Last weekend, the Kurdistan Regional Security Council in Iraq claimed ISIS deployed weaponized chlorine gas in recent surges. The substance is banned on the battlefield by the international Chemical Weapons Convention.
“The analysis, which was carried out at an EU-certified laboratory, found the samples contained levels of chlorine that suggested the substance was used in weaponized form,” Kurdish officials wrote in a statement released to the news media.
Kurdish forces released video and photos purporting to show an exploding truck storming down a road leaving a trail of orange smoke, a sign of chlorine gas.
One Kurdish official told reports that “dozens” of Peshmerga fighters were treated for “dizziness, nausea, vomiting and general weakness” after the attack.
Last week, a chemical weapons expert warned ISIS militants returning from fighting overseas could carry out chemical attacks inside the U.S. or U.K., perhaps on transportation infrastructure or at a sports stadium.
Hamish de Bretton-Gordon, a former commanding officer at the Joint Chemical Biological Radiological Nuclear Regiment, warned, “It is very evident that ISIS are putting much time and effort into training its jihadis in the use of chlorine as a terror weapon and in particular in IEDs (improvised explosive devices).”
Writing at 2paragraphs.com, Bretton-Gordon continued, “Virtually every foreign jihadi who returns to the U.S. or U.K. will have been exposed to training of this sort and will have a reasonable idea on how to use chlorine and other toxic chemicals as a terror weapon.”
Bretton-Gordon pointed out that in the U.K. at least, up to 90 tons of chlorine can be purchased without a license.
When he returned earlier this month from advising security forces in Baghdad, Bretton-Gordon told the London Daily Mirror newspaper that a chlorine gas attack within the U.K. was “highly likely.”
“This could happen on a train or tube or even at a big football match.”

■ WORK ITEM ■
According to the report on ISIS chlorine gas use, how much chlorine can be bought in the U.K. without a license?

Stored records
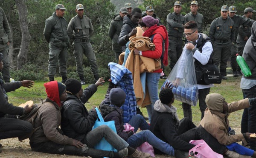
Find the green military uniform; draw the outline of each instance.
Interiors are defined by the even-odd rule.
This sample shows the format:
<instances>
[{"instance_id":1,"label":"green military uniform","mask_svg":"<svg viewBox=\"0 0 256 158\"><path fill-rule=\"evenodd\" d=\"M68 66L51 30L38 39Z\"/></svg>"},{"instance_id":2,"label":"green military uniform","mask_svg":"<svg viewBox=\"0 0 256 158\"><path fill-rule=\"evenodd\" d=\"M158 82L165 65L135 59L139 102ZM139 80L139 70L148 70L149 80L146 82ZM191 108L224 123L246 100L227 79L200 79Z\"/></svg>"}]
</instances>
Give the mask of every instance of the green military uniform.
<instances>
[{"instance_id":1,"label":"green military uniform","mask_svg":"<svg viewBox=\"0 0 256 158\"><path fill-rule=\"evenodd\" d=\"M194 21L198 24L198 33L202 32L203 29L203 23L204 23L204 17L203 15L198 13L197 13L196 15L194 15L190 11L185 16L185 18L187 22L190 21Z\"/></svg>"},{"instance_id":2,"label":"green military uniform","mask_svg":"<svg viewBox=\"0 0 256 158\"><path fill-rule=\"evenodd\" d=\"M3 64L2 76L5 82L9 82L10 67L8 57L8 42L12 42L11 29L3 10L0 7L0 53L3 54L2 61Z\"/></svg>"},{"instance_id":3,"label":"green military uniform","mask_svg":"<svg viewBox=\"0 0 256 158\"><path fill-rule=\"evenodd\" d=\"M66 9L62 4L57 5L55 8ZM56 12L45 21L44 34L47 41L49 43L50 51L48 75L50 81L54 79L58 61L60 74L62 77L61 82L64 82L67 79L67 60L69 38L67 28L67 22L66 19L57 16Z\"/></svg>"},{"instance_id":4,"label":"green military uniform","mask_svg":"<svg viewBox=\"0 0 256 158\"><path fill-rule=\"evenodd\" d=\"M81 8L84 7L81 4ZM83 15L82 19L77 15L73 17L67 27L68 36L70 41L73 41L74 54L76 63L76 71L81 81L84 81L83 69L83 55L84 54L89 61L94 78L99 79L97 60L90 37L93 34L93 27L89 17Z\"/></svg>"},{"instance_id":5,"label":"green military uniform","mask_svg":"<svg viewBox=\"0 0 256 158\"><path fill-rule=\"evenodd\" d=\"M243 15L243 17L245 17L244 15ZM241 25L239 28L236 42L238 43L238 53L241 56L243 54L244 48L246 44L246 42L247 42L244 40L244 38L247 37L249 38L252 35L251 29L252 26L248 25Z\"/></svg>"},{"instance_id":6,"label":"green military uniform","mask_svg":"<svg viewBox=\"0 0 256 158\"><path fill-rule=\"evenodd\" d=\"M236 12L236 8L235 6L230 6L229 8L229 12ZM229 15L228 17L230 17ZM241 15L235 14L233 17L230 18L234 21L235 23L235 28L236 29L236 33L235 37L236 38L235 41L236 41L236 38L238 34L239 31L239 27L241 25L249 25L251 26L253 23L254 22L254 20L247 19L245 17L242 17ZM234 76L238 76L237 74L238 65L236 62L236 54L238 53L237 45L236 43L233 43L233 45L231 48L231 68L234 73ZM237 75L236 75L237 74Z\"/></svg>"},{"instance_id":7,"label":"green military uniform","mask_svg":"<svg viewBox=\"0 0 256 158\"><path fill-rule=\"evenodd\" d=\"M175 5L181 6L181 3L176 2ZM184 25L186 23L186 20L184 15L177 15L174 12L167 15L166 20L169 39L168 54L170 59L170 68L172 69L182 53L183 41L182 37L184 32Z\"/></svg>"},{"instance_id":8,"label":"green military uniform","mask_svg":"<svg viewBox=\"0 0 256 158\"><path fill-rule=\"evenodd\" d=\"M125 8L122 8L120 11L122 13L128 13ZM122 47L117 43L117 40L123 25L123 20L119 14L115 15L108 29L108 36L112 41L112 50L116 54L116 59L117 63L119 59L119 56L122 52Z\"/></svg>"},{"instance_id":9,"label":"green military uniform","mask_svg":"<svg viewBox=\"0 0 256 158\"><path fill-rule=\"evenodd\" d=\"M222 8L228 11L228 6L224 6ZM236 39L235 31L234 22L228 17L225 20L219 17L211 24L209 37L214 43L213 62L217 66L220 63L220 71L223 79L227 79L224 78L227 76L227 62L230 54L232 42Z\"/></svg>"}]
</instances>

■ ANSWER TO THIS PROBLEM ■
Up to 90 tons.